» **Text shown**:
....

Regex optional matches pattern

Question

I'm trying to use the ? quantifier to match a pattern only if it exists, but I can't get it working as I want. In the example below I'm trying to extract pair of digits following AZA and ZZZ where ZZZ appears all the time, but AZA is optional. When AZA is missing, I just want to return a ('', [zzz-value]) pair (empty string instead of the AZA value):

Input:

AZA:00zx---
ZZZ:32fd---
testxfiler
gsdkfklsd
fdsfsk
AZA:06x---
ZZZ:50----
gsdkfklsd
gsdkfklsd
fdsfsk
fdsfsk
gsdkfklsd
fdsfsk
ZZZ:32zzz----
fdsfsk
fdsfsk
gsdkfklsd
fdsfsk
AZA:46----
ZZZ:53---

Desired output:

[(00,32), (06, 50), ('',32), (46,53)]

My attempt:

re.findall('(?:AZA:([0-9]*))?.*?ZZZ:([0-9]*)', text, re.DOTALL)

My output:

[('00', '32'), ('', '50'), ('', '32'), ('', '53')

Answer 1

You don't need to add DOTALL modifier,

>>> text = """AZA:00zx---
ZZZ:32fd---
testxfiler
gsdkfklsd
fdsfsk
AZA:06x---
ZZZ:50----
gsdkfklsd
gsdkfklsd
fdsfsk
fdsfsk
gsdkfklsd
fdsfsk
ZZZ:32zzz----
fdsfsk
fdsfsk
gsdkfklsd
fdsfsk
AZA:46----
ZZZ:53---"""

....

» **Data entries**:
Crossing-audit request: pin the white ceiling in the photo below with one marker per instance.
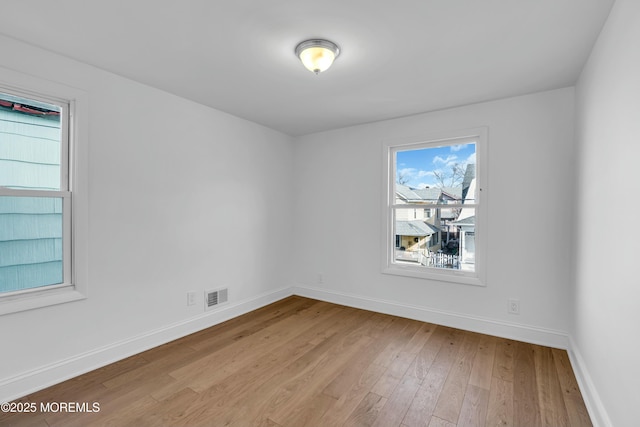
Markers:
(398, 58)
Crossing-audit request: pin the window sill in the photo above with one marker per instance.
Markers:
(40, 299)
(433, 274)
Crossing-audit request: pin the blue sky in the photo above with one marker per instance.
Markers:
(418, 166)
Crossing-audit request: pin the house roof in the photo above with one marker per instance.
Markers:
(470, 220)
(418, 195)
(415, 228)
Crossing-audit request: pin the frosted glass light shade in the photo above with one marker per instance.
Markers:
(317, 55)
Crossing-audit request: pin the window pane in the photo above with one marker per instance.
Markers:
(439, 174)
(445, 239)
(30, 141)
(30, 242)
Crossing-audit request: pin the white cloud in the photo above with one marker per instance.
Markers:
(447, 161)
(422, 174)
(471, 159)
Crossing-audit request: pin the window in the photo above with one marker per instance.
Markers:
(443, 177)
(37, 234)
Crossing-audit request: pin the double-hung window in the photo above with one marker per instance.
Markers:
(36, 228)
(434, 207)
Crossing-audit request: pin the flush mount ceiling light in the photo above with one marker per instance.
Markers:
(317, 54)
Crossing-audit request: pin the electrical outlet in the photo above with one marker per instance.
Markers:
(191, 298)
(513, 306)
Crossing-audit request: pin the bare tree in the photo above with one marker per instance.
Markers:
(403, 178)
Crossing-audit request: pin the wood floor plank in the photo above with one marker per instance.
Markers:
(302, 362)
(500, 409)
(552, 407)
(367, 411)
(394, 410)
(576, 409)
(482, 369)
(426, 398)
(474, 407)
(439, 422)
(503, 362)
(427, 354)
(351, 398)
(526, 405)
(453, 392)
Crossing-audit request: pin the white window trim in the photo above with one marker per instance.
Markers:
(389, 266)
(76, 253)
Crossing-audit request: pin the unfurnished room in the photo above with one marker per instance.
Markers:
(341, 213)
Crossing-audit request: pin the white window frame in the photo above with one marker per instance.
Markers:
(73, 191)
(389, 265)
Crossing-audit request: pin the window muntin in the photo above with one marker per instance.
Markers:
(35, 198)
(441, 179)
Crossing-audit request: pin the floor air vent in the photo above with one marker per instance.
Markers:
(215, 297)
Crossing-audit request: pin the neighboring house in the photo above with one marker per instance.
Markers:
(422, 232)
(30, 250)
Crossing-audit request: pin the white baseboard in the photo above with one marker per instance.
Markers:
(54, 373)
(533, 335)
(29, 382)
(590, 395)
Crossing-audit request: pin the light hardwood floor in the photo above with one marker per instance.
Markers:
(301, 362)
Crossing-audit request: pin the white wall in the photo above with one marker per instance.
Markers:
(181, 197)
(607, 322)
(530, 195)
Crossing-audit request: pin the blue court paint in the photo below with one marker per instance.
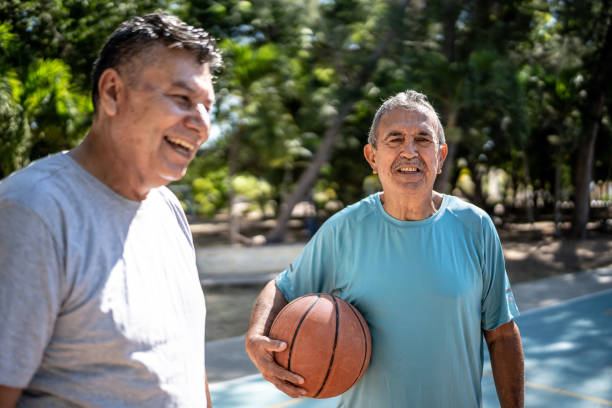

....

» **Goal A**:
In the regex thread, which lines in the question's Input section begin with "ZZZ:"?
» **Goal B**:
Answer these from the regex thread:
(i) Which quantifier is the asker trying to use?
(ii) What should stand in place of the AZA value when AZA is missing?
(iii) According to Answer 1, which modifier is unnecessary?
» **Goal C**:
Summarize the regex thread in two sentences.

» **Task output A**:
ZZZ:32fd---
ZZZ:50----
ZZZ:32zzz----
ZZZ:53---

» **Task output B**:
(i) The ? quantifier.
(ii) An empty string.
(iii) The DOTALL modifier.

» **Task output C**:
The asker wants to use the ? quantifier to extract the digit pairs that follow AZA and ZZZ, where ZZZ always appears but AZA is optional, and to get an empty string when AZA is missing. Their re.findall attempt with re.DOTALL returns the AZA value only for the first pair, and Answer 1 says the DOTALL modifier isn't needed before it assigns the input to a variable named text.